**Given instruction:**
Pull every line of the records below out word for word, and leave the pictures out of your answer.

**Provided data:**
==================================================

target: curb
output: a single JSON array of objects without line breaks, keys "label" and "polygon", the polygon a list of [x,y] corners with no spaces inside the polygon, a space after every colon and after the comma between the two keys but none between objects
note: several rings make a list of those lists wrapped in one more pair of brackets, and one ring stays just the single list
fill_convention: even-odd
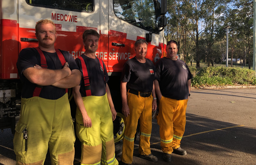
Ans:
[{"label": "curb", "polygon": [[198,88],[191,87],[191,89],[229,89],[231,88],[256,88],[256,86],[239,85],[227,86],[200,86]]}]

==================================================

**Response for this exercise:**
target: curb
output: a single JSON array of objects without line breaks, keys "label" and "polygon", the polygon a list of [x,y] corners with no spaces inside the polygon, a space after every colon and after the comma between the two keys but none between objects
note: several rings make a list of those lists wrapped in one more pair of brackets, and one ring stays just the single list
fill_convention: even-odd
Ans:
[{"label": "curb", "polygon": [[198,88],[191,87],[191,89],[229,89],[231,88],[256,88],[256,86],[239,85],[227,86],[200,86]]}]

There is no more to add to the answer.